• [作業内容]:
次の1.から3.の記述が本文と合っているかを「はい」か「いいえ」で答え、判断の決め手となる本文の語句をそのまま引用してください。
1. 筆者はOSにwindows7を選んだ。
2. 組み立ての作業は予想より難しかった。
3. CPUはcore i7 860に決めた。

色々と悩んだ結果、発熱と性能と価格の折り合いでcore i7 860で行く事にした。
OSはwindows7アップグレードに強く心を惹かれたが
現状ならまだ32bitの方が色々と使い勝手がよさそうなので
それならばと使い慣れたxpで行くことに。
そうなるとメモリも3、4GB以上積む必要もない。
他のパーツは色々と貰い物や某裏ルートやパーツ屋巡りでそれなりに安く仕上げ、
金をかけたと言えるのはビデオカードぐらいだろうか。
そして腕が千切れそうになりながら帰宅し、いざ組み立ててみると
その作業は思った以上に簡単だった。初めて組みたてたグフより簡単だった。
マザーボードに書いてある表記通りに端子を差し込んでいき
電源ボタンを押すと低い冷却ファンの音が鳴り、
ドライブからOSのインストールが始まる。

• [提供情報]:
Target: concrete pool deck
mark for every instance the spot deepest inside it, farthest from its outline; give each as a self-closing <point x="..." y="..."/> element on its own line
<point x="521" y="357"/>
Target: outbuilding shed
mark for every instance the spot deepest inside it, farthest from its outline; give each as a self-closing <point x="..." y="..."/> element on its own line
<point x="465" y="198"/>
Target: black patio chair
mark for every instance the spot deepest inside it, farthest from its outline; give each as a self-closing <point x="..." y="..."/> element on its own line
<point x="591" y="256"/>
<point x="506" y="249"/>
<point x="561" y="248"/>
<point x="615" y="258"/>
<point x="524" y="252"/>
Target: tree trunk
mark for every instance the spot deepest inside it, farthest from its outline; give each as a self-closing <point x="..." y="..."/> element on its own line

• [出力]:
1. いいえ。「使い慣れたxpで行くことに。」
2. いいえ。「その作業は思った以上に簡単だった。」
3. はい。「core i7 860で行く事にした。」